*RECORDS SUPPLIED*

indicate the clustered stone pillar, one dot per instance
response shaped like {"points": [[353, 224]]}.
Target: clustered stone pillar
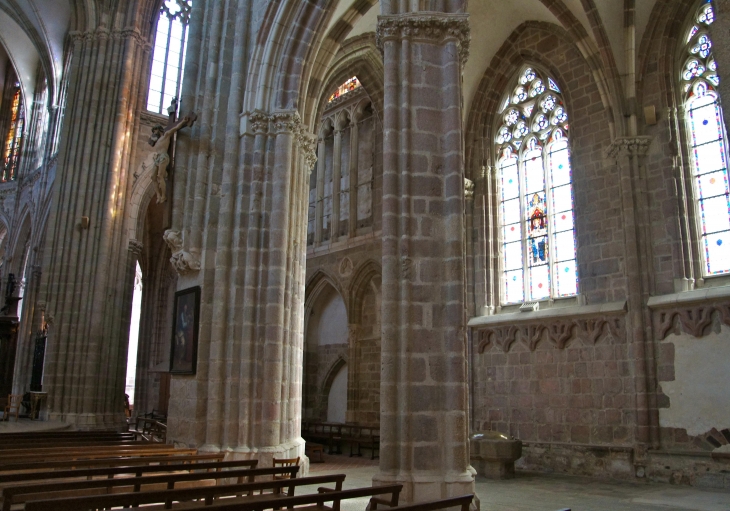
{"points": [[83, 287], [424, 409]]}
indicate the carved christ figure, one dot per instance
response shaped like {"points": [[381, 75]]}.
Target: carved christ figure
{"points": [[159, 158]]}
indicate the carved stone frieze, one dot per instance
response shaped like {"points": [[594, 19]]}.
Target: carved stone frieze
{"points": [[693, 319], [628, 146], [559, 332], [434, 27], [184, 262]]}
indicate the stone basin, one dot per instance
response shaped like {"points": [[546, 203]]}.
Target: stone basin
{"points": [[493, 454]]}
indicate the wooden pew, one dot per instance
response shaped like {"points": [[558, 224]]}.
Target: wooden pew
{"points": [[208, 494], [135, 467], [462, 502], [20, 494], [315, 501], [77, 453]]}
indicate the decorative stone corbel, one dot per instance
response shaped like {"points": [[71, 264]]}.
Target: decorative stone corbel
{"points": [[184, 262]]}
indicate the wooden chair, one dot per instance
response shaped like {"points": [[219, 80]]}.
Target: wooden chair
{"points": [[285, 462], [13, 406]]}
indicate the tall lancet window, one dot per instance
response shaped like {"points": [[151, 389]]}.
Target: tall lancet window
{"points": [[707, 138], [14, 136], [169, 55], [536, 201]]}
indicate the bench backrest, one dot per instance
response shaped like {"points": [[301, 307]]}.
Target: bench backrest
{"points": [[136, 470], [209, 493], [173, 457], [24, 493]]}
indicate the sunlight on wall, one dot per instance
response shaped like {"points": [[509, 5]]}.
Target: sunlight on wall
{"points": [[134, 335]]}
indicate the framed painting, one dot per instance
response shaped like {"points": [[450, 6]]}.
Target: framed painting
{"points": [[186, 317]]}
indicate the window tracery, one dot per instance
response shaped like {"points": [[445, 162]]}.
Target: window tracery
{"points": [[708, 146], [536, 202], [349, 86], [169, 54], [14, 137]]}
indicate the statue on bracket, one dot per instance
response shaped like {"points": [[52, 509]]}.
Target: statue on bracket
{"points": [[159, 158]]}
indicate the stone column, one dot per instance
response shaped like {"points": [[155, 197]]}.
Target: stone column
{"points": [[84, 284], [627, 153], [354, 156], [353, 373], [319, 200], [424, 410], [336, 179]]}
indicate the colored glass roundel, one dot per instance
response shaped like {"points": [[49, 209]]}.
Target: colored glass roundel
{"points": [[708, 145], [536, 203]]}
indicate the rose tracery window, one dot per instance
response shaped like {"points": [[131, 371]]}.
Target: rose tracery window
{"points": [[350, 85], [14, 136], [536, 202], [169, 54], [708, 147]]}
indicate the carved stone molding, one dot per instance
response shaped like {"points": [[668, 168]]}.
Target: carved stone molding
{"points": [[433, 27], [693, 319], [468, 188], [102, 33], [628, 146], [559, 332], [184, 262], [135, 247]]}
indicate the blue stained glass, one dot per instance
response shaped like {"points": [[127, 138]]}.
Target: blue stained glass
{"points": [[514, 287], [715, 214], [717, 255], [512, 256], [566, 281], [712, 184], [706, 123], [539, 282]]}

*THE TASK*
Please repeat every one of the entries above word for word, leaving out the pictures.

*REPLY*
indicate the clustered stone pillar, one dot per instance
response shaped like {"points": [[353, 224]]}.
Target: clustered stone pillar
{"points": [[83, 287], [424, 409]]}
indicate the carved christ figure, one dot per instance
response shaped like {"points": [[381, 75]]}.
Target: carved christ figure
{"points": [[159, 158]]}
indicate the carved stone frieze, one dot per instance
response shaped like {"points": [[594, 19]]}.
Target: carved stone frieze
{"points": [[693, 319], [628, 146], [559, 332], [434, 27], [184, 262]]}
indicate the stone basin, one dot per instance
response shaped like {"points": [[546, 203]]}.
Target: stone basin
{"points": [[493, 454]]}
indicate the wooden pew, one dot per instance
response shaped like {"points": [[558, 224]]}.
Target: wooden pew
{"points": [[208, 494], [135, 467], [462, 502], [20, 494], [315, 501], [77, 453]]}
indicate the decorative stone corbel, one dot per instance
response shaped like {"points": [[71, 264]]}.
Target: decorative stone corbel
{"points": [[184, 262]]}
indicate the wooden chair, one dot per instance
response shaped like {"points": [[219, 80]]}.
Target: wooden chair
{"points": [[285, 462], [13, 406]]}
indicate the tall lancet window, one dot per instance
response shaped like {"points": [[151, 389]]}.
Target: tall lancet window
{"points": [[707, 138], [14, 136], [169, 55], [536, 201]]}
indicate the bench backrest, one dot per instance
response shaped like {"points": [[301, 307]]}.
Target: bench backrest
{"points": [[136, 470], [209, 493], [173, 457], [24, 493]]}
indicate the sunlight on wall, one dot per instance
response shaped like {"points": [[509, 5]]}.
Target: sunlight on wall
{"points": [[134, 335]]}
indicate the framed painting, one dot per instance
response shaped like {"points": [[450, 6]]}.
Target: framed painting
{"points": [[186, 317]]}
indicate the window tracery, one dot per instance
response shaped like {"points": [[445, 162]]}.
Target: window tracery
{"points": [[708, 146], [536, 202], [349, 86], [169, 54], [14, 137]]}
indicate the statue on bracket, one dot per instance
response shaped like {"points": [[52, 509]]}.
Target: statue on bracket
{"points": [[159, 158]]}
indicate the stone column, one dot per instance
response shaped like {"points": [[155, 197]]}.
Target: stone column
{"points": [[84, 284], [627, 153], [354, 156], [353, 373], [319, 200], [424, 410], [336, 179]]}
indicate the colored glass roundel, one dot per instance
response shaped like {"points": [[49, 209]]}.
Target: colored glass roundel
{"points": [[708, 145], [536, 203]]}
indicate the rose tracery window, one dot per instance
response shaped like {"points": [[131, 371]]}.
Target: rose tracery window
{"points": [[350, 85], [14, 136], [536, 202], [169, 54], [708, 147]]}
indicate the carved stone molding, one dot per instance
response shaped like {"points": [[668, 168]]}.
Target: carved stone molding
{"points": [[433, 27], [693, 319], [468, 188], [102, 33], [628, 146], [559, 332], [184, 262], [135, 247]]}
indicate the blue stained glass, one dot per instance
response shaped like {"points": [[127, 138]]}.
Target: blue stained glass
{"points": [[514, 287], [715, 214], [717, 255], [512, 256], [566, 281], [712, 184], [706, 123], [539, 282]]}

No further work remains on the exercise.